→ **DIRECTIONS**
Locate the string "pediment" throughout the material and copy every line in which it occurs.
EXTRACTED INFORMATION: Begin
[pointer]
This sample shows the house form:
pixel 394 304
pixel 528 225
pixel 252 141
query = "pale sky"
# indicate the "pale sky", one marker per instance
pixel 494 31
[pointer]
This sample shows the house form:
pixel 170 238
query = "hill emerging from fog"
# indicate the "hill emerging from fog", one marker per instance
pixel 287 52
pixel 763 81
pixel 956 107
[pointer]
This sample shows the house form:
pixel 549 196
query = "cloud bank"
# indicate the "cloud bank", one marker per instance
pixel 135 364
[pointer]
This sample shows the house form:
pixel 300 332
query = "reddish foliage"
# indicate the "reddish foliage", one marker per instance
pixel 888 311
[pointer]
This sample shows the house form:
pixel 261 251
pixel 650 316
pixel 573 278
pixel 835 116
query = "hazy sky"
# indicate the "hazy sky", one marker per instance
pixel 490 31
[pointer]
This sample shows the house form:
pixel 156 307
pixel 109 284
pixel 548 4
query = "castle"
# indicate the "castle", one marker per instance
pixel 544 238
EXTRACTED INFORMATION: End
EXTRACTED INFORMATION: Begin
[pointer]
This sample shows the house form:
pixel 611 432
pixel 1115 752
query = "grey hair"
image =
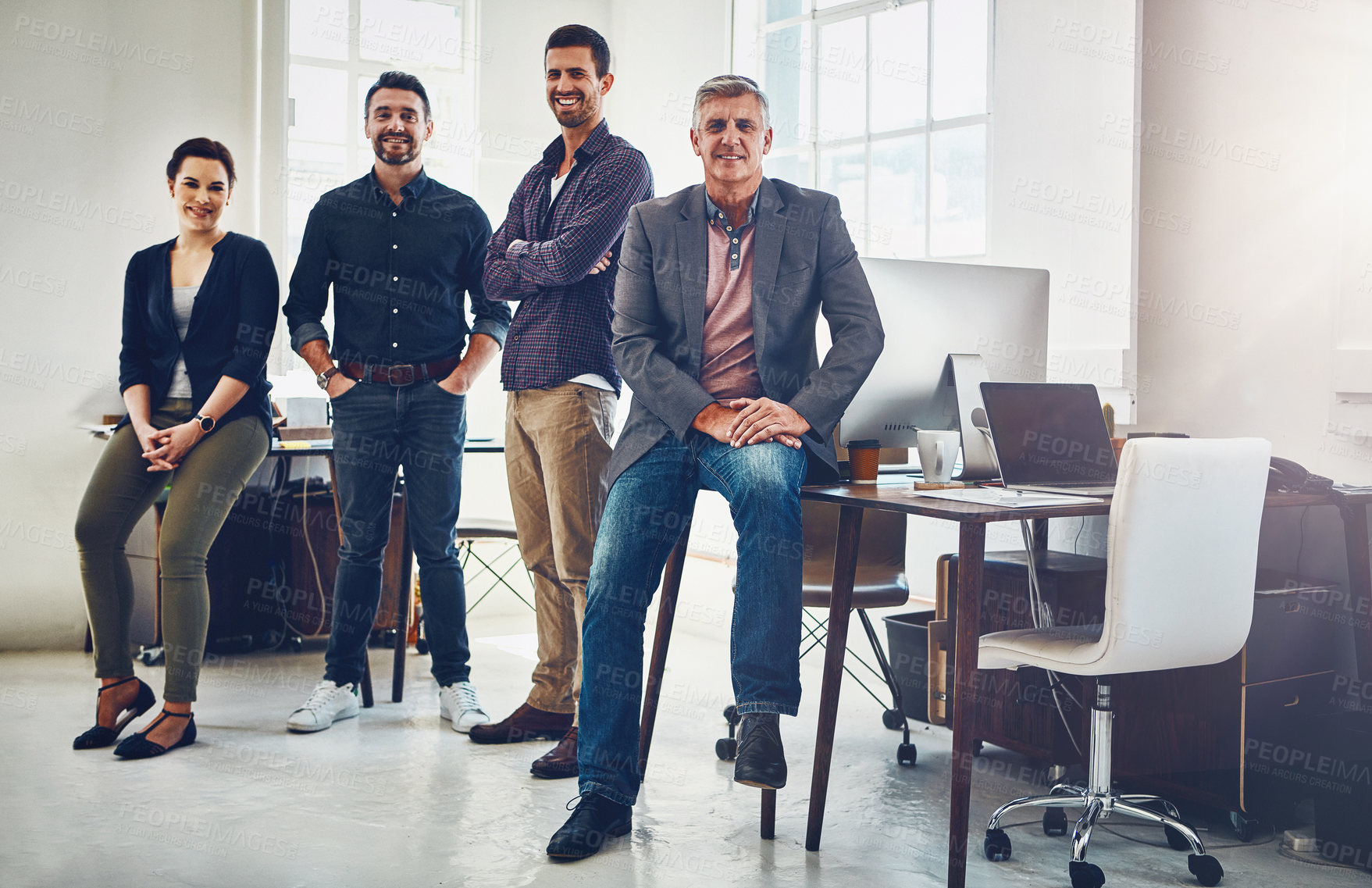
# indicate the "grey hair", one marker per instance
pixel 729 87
EXTRACTED INFORMATION: End
EXTRACTED INFORMATION: Begin
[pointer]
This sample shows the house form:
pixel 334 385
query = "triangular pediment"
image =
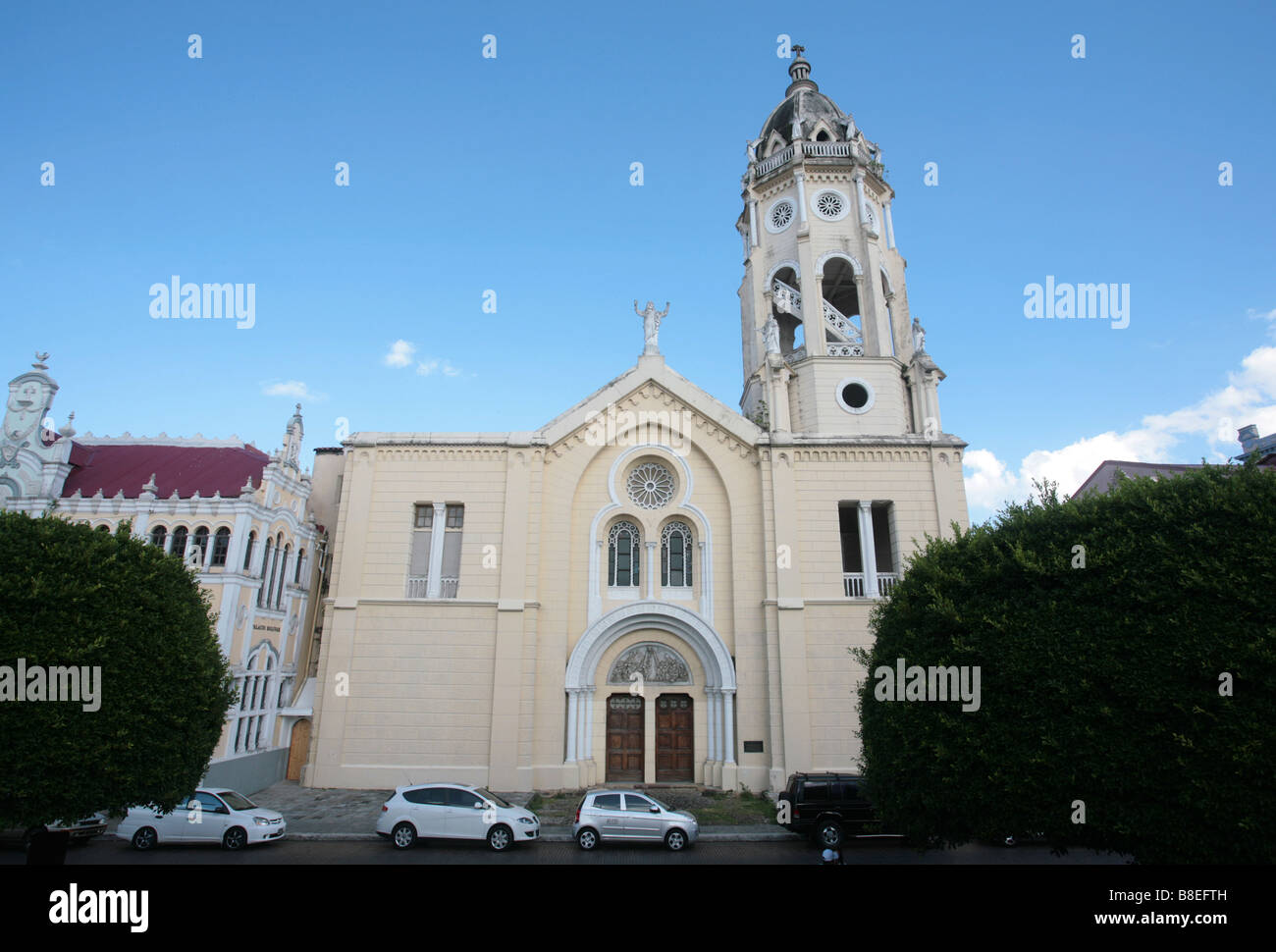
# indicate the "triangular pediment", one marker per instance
EXTRACTED INFORMATION: End
→ **SOLVED EXERCISE**
query = "triangular pediment"
# indicate the "triangular pediment", one marker per instance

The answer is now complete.